» TASK OBJECTIVE:
Can you output the listing as a two-column CSV with the columns request and boxes, starting at the line that contains "taillight in the image above." and ending at the line that contains "307;56;342;66", both included? Give one row per request, with its text and its answer each in a single quoted field and line breaks replaced by spaces.

» SOURCE MATERIAL:
▬▬▬

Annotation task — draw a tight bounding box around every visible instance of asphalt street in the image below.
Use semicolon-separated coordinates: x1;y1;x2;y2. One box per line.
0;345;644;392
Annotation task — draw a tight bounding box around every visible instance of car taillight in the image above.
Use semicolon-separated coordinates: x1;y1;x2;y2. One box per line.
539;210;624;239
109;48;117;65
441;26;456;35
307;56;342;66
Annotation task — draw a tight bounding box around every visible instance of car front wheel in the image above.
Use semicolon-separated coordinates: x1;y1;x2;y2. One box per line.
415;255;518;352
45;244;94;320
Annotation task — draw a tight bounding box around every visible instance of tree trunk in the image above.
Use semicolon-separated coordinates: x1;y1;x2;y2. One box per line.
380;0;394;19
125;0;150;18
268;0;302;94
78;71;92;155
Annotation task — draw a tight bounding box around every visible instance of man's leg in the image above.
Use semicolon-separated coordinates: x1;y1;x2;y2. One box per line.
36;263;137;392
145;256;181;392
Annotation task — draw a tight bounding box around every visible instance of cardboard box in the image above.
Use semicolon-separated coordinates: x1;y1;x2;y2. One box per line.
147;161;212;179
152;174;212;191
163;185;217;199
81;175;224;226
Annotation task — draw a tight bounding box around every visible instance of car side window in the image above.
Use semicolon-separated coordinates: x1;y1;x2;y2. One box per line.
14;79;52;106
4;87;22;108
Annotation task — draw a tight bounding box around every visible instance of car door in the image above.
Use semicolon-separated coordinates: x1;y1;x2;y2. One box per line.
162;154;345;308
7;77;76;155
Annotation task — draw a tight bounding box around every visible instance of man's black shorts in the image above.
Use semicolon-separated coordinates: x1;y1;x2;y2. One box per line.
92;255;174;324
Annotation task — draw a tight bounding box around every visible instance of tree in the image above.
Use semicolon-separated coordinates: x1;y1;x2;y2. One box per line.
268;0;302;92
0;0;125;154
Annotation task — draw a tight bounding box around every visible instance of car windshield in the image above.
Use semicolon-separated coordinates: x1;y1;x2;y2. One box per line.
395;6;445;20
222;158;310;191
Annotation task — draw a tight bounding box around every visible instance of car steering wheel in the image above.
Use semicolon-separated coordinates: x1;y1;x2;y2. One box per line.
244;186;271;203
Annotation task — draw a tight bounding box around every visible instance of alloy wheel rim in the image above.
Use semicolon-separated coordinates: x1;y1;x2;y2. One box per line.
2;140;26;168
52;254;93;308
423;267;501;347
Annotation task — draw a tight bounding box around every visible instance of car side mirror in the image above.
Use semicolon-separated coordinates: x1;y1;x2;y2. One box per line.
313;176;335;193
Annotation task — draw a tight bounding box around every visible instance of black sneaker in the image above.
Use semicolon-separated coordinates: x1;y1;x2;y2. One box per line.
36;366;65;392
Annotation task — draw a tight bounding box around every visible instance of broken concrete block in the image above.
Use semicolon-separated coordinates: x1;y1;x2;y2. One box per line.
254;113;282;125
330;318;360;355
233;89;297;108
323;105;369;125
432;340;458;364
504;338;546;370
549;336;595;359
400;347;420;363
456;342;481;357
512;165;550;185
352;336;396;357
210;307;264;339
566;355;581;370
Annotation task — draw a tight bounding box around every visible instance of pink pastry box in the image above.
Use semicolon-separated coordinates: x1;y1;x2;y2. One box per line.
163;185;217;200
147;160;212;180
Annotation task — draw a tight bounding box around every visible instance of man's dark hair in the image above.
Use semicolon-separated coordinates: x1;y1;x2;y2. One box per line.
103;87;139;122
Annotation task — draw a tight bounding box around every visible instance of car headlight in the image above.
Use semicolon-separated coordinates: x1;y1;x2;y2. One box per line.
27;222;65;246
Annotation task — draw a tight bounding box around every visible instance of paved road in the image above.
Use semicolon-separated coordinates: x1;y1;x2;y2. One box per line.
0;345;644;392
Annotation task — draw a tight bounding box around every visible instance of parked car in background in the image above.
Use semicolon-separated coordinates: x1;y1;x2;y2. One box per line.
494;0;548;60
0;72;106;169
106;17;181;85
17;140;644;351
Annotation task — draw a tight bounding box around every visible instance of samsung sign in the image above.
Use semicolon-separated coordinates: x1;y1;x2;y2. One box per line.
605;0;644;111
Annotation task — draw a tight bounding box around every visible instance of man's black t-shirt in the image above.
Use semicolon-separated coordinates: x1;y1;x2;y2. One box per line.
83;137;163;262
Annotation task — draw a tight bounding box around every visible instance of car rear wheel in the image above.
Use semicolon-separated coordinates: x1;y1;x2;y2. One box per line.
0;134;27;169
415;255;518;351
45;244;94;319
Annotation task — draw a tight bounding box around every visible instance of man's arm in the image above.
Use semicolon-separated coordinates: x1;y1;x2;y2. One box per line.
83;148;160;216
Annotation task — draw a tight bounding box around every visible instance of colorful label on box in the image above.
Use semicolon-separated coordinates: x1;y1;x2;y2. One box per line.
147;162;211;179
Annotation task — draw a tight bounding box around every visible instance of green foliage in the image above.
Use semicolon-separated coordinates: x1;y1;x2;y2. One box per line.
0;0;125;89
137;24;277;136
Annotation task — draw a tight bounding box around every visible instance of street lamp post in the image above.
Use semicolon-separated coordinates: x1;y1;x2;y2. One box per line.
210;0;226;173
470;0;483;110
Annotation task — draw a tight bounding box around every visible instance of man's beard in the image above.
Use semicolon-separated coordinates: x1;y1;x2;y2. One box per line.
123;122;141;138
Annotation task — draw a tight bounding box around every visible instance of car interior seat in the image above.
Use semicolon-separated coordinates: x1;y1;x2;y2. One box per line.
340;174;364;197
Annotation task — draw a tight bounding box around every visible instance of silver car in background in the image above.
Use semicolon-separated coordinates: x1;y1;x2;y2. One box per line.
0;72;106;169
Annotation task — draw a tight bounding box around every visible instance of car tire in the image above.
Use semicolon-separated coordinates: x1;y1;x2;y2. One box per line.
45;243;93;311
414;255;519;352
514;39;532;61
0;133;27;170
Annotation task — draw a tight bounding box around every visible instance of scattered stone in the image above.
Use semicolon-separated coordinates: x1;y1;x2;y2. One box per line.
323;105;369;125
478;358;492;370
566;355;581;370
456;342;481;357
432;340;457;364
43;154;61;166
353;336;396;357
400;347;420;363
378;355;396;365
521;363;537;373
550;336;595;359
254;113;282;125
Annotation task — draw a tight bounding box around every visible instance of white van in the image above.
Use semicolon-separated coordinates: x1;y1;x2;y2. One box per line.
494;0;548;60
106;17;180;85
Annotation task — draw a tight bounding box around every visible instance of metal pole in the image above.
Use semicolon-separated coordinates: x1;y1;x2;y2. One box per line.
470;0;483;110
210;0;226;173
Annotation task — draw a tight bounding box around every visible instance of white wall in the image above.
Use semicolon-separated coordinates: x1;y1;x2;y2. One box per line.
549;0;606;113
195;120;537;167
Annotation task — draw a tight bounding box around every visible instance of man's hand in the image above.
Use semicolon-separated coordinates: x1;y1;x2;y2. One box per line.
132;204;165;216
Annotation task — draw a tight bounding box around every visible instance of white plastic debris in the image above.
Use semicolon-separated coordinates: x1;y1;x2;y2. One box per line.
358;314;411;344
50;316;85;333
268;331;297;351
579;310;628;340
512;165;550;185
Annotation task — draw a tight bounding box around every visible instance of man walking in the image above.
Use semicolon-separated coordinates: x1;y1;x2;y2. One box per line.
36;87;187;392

▬▬▬

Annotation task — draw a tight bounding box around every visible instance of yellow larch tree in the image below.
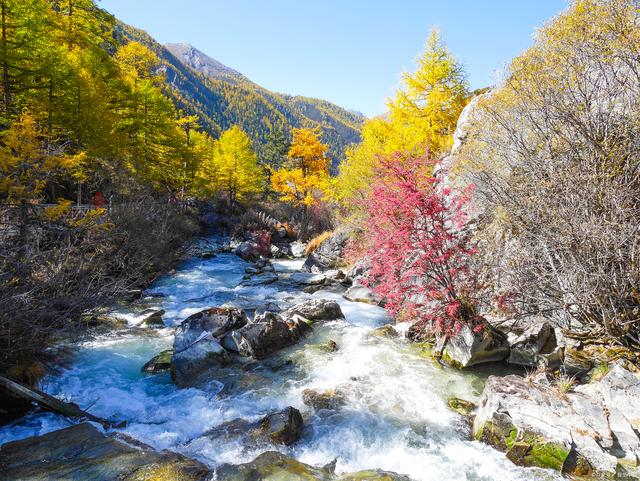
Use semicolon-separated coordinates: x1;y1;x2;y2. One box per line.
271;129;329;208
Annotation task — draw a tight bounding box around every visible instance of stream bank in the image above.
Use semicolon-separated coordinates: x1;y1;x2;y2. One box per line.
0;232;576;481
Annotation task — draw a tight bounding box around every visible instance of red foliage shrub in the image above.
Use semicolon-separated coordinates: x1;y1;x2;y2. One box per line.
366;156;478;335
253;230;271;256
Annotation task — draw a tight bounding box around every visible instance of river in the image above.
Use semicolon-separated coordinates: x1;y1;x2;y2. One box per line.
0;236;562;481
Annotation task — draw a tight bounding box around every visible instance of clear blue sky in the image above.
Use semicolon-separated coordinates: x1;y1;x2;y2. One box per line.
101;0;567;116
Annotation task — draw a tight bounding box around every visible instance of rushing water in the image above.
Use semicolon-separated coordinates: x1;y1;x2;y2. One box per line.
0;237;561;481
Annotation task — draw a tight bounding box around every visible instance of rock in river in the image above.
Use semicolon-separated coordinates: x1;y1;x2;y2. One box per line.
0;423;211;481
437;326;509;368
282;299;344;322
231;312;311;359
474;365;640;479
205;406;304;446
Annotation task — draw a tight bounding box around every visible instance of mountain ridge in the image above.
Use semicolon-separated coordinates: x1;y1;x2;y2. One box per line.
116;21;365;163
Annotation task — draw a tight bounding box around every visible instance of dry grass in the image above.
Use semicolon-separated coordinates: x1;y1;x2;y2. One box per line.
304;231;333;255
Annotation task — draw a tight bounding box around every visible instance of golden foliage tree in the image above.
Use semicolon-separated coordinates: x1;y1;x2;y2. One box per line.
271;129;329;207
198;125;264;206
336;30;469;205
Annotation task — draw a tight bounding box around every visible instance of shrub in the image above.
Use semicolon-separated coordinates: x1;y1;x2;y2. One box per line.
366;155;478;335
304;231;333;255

▬▬▬

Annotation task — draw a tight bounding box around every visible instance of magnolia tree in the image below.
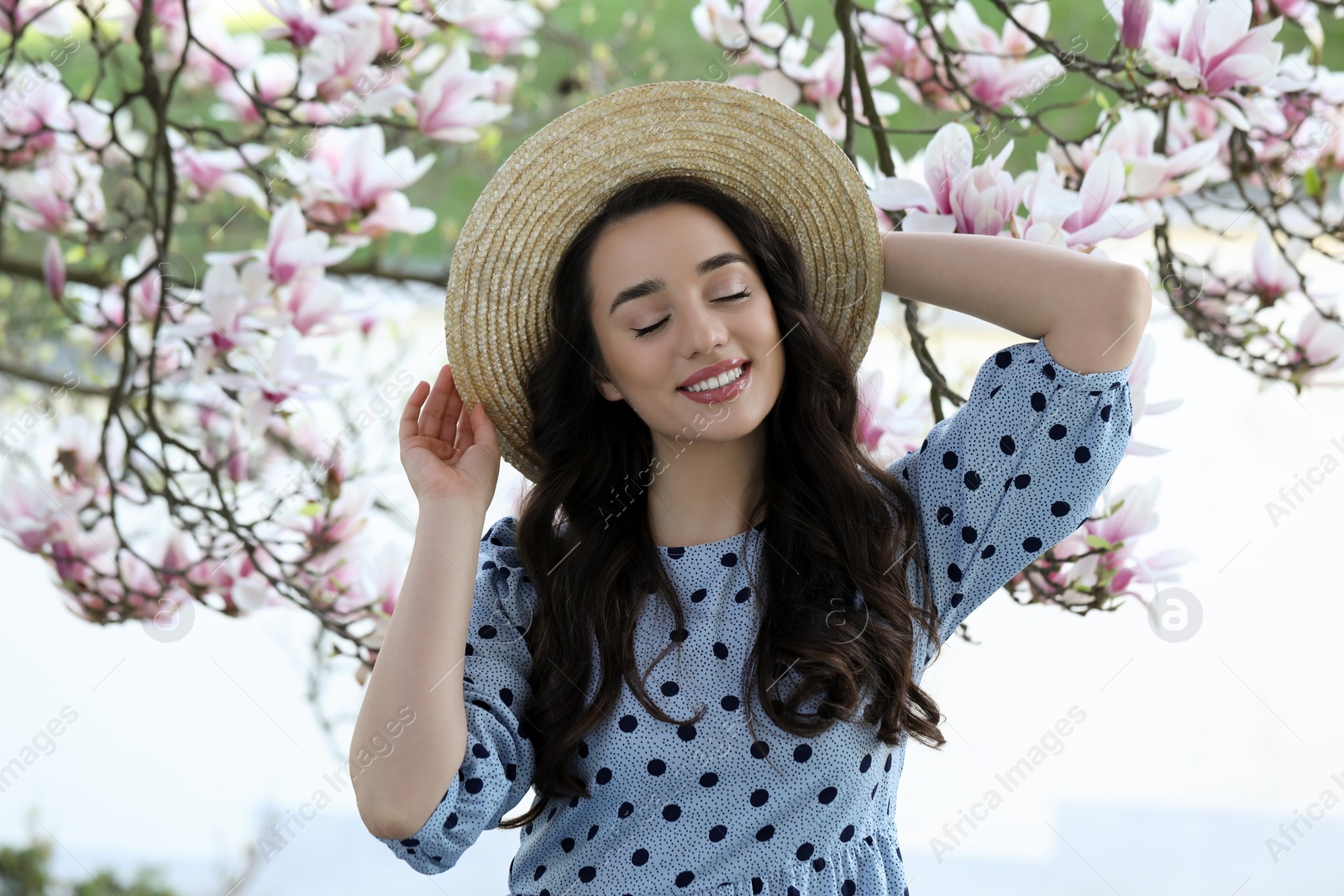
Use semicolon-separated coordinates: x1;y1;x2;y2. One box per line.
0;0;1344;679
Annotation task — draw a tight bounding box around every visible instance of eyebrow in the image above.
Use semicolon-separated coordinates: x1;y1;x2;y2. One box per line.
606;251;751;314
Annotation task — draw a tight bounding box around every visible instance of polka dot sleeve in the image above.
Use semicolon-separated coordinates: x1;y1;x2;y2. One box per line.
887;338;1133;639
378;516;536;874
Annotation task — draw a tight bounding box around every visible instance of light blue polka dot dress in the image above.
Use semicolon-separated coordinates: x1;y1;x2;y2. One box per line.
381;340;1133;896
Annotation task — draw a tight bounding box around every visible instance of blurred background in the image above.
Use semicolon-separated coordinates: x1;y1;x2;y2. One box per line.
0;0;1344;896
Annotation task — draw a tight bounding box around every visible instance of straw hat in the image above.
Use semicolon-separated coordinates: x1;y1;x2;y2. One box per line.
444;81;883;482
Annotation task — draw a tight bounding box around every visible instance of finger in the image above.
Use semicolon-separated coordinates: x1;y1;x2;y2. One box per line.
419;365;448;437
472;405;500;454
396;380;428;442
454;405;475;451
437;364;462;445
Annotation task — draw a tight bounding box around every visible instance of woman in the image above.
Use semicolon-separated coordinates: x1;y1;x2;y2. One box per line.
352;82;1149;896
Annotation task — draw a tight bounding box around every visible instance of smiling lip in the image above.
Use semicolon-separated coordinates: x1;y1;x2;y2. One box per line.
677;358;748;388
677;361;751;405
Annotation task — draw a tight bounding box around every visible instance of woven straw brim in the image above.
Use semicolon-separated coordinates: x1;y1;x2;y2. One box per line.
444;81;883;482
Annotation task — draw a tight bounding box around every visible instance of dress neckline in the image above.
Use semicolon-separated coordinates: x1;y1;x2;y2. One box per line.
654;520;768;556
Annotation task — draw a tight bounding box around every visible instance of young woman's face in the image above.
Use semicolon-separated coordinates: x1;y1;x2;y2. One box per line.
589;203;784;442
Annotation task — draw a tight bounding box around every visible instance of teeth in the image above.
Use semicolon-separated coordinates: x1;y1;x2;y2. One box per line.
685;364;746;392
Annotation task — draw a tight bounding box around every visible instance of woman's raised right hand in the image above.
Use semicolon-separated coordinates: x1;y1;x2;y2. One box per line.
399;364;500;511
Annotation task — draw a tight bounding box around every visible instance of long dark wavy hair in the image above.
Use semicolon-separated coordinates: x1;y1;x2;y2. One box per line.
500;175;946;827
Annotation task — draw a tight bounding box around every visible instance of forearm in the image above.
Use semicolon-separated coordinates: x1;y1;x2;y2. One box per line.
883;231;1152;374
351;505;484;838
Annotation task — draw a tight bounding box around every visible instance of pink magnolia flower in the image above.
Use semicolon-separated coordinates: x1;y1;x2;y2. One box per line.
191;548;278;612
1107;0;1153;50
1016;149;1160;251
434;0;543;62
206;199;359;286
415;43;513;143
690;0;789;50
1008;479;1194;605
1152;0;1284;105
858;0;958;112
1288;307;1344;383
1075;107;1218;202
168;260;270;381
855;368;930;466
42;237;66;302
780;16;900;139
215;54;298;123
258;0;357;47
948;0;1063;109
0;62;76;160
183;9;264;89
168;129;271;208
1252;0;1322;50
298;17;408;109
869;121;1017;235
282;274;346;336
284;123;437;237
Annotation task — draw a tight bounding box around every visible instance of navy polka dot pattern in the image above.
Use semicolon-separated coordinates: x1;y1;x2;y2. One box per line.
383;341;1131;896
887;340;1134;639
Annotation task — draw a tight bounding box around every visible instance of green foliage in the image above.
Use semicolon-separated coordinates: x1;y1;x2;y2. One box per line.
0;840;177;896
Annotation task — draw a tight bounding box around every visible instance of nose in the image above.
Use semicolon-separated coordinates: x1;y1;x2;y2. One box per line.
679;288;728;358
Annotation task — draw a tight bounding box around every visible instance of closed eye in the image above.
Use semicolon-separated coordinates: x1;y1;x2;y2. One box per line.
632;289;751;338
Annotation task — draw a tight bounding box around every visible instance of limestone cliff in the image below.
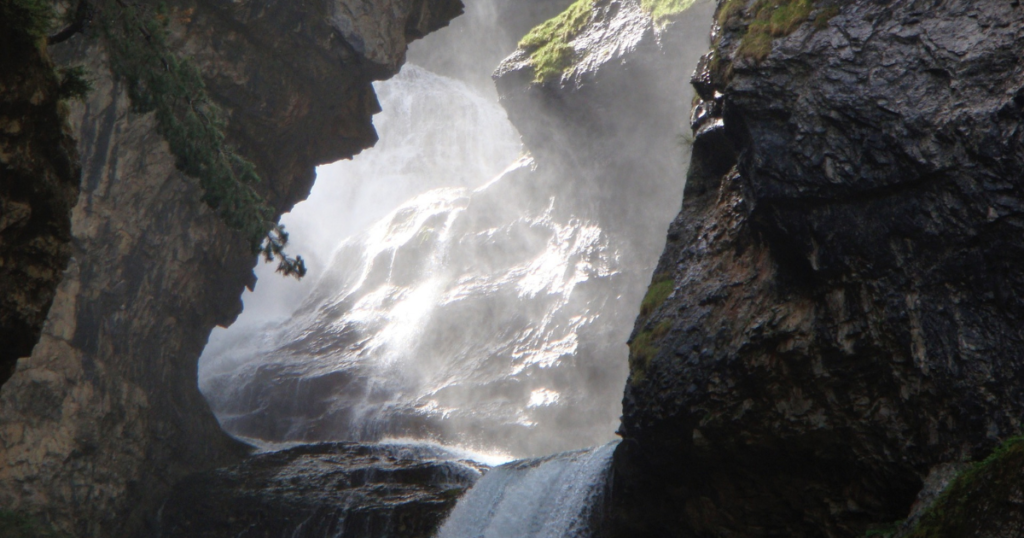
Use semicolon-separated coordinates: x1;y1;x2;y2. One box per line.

▬▬▬

» SOLUTION FOR THIS TASK:
request,boxes
"Annotation task — draw a tight bounding box around every visible instance of car taillight in the image above. Use semicolon-separated coordinates: x1;y1;x2;y2. One box per line.","539;210;624;239 109;48;117;65 441;26;456;35 307;56;342;66"